▶ **POTONGAN TEKS**:
•••
Masalah
calon independen (perseorangan) dalam pelaksanaan pilkada serentak 2017,
khususnya di Provinsi Aceh menjadi sangat hangat dibicarakan bila dibandingkan
dengan pelaksanaan pemilukada pada tahun 2015 yang lalu. Mungkin hal ini
disebabkan efek dari hangatnya pemberitaan tentang pencalonan gubernur DKI
Jakarta, yaitu Basuki Tjahaja Purnama (AHOK) yang sudah menetapkan akan maju pada
Pilgub DKI melalui jalur independen (perseorangan).
Tidak
hanya di DKI Jakarta saja tren topik tentang calon independen (perseorangan)
ini muncul kepermukaan, di Provinsi Aceh juga hal ini telah mulai panas, dimana
para tokoh-tokoh mantan kombatan Gerakan Aceh Merdeka (GAM) yang saat ini
menduduki jabatan strategis di Partai Aceh (sejenis partai lokal) juga telah
ada beberapa orang yang menyatakan diri akan maju dari jalur independen
(perseorangan) dalam pemilihan kepala daerah (pilgub, walikota dan juga bupati) Aceh. Sehingga hal ini
sedikit banyak akan menimbulkan perpecahan dan akan banyak para tokoh yang akan
mengundurkan diri dari Partai Aceh (PA) tersebut. Sehingga menimbulkan
pertanyaan apakah Partai Aceh akan pecah? Jawaban pastinya, masih kita
nantikan.
Namun
terlepas dari pelomik diatas, khusus di Provinsi Aceh dalam rangka pelaksanaan
pilkada serentak 2017 yang akan datang, mengenai peraturan yang mengatur
tentang syarat-syarat yang harus dipenuhi seseorang untuk bisa atau tidaknya
maju dari jalur independen (perseorangan) di Aceh masih menimbulkan
kontroversial antara "Qanun" (Peraturan Daerah Nomor 5 Tahun 2012 tentang
Pemilihan Kepala Daerah Aceh) dengan Undang-Undang Nomor 8 Tahun 2015 tentang
Pemilihan Gubernur, Bupati dan Walikota. Dengan kata lain, baik pada Undang-Undang Nomor 11
Tahun 2006 tentang Pemerintahan Aceh (UUPA), Qanun No. 5/2012, UU Nomor 8
Tahun 2015 dan Putusan-putusan MK yang menyangkut tentang pilkada (pemilukada) masih
banyak terdapat perbedaan pendapat. Hal ini tentu saja, harus dengan cepat dibahas
oleh legislatif (DPRA), jika tidak kemungkinan besar pilkada di Aceh akan kacau
balau disebabkan tidak ditemukannya kepastian hukum.
•••
▶ **CUPLIKAN DATA**:
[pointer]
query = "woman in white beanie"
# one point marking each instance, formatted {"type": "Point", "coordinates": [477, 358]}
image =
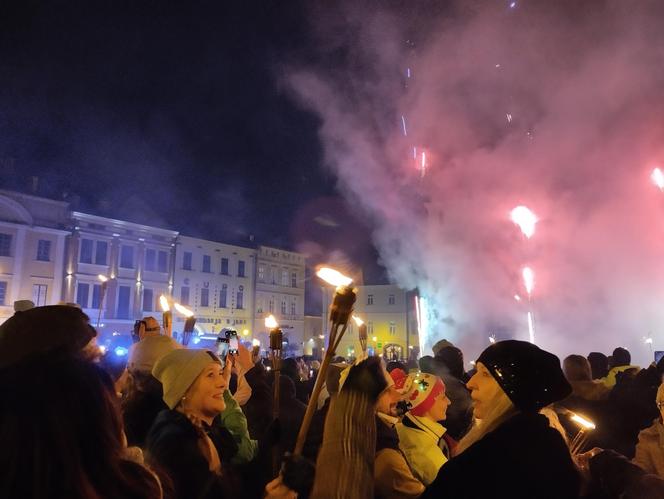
•••
▶ **PETUNJUK DAN KETENTUAN**: Menurut potongan teks tentang calon independen di Aceh, aturan apa saja yang masih menimbulkan kontroversi soal syarat maju dari jalur independen?

▶ **HASIL LATIHAN**: Qanun (Peraturan Daerah Nomor 5 Tahun 2012 tentang Pemilihan Kepala Daerah Aceh) dan Undang-Undang Nomor 8 Tahun 2015 tentang Pemilihan Gubernur, Bupati dan Walikota.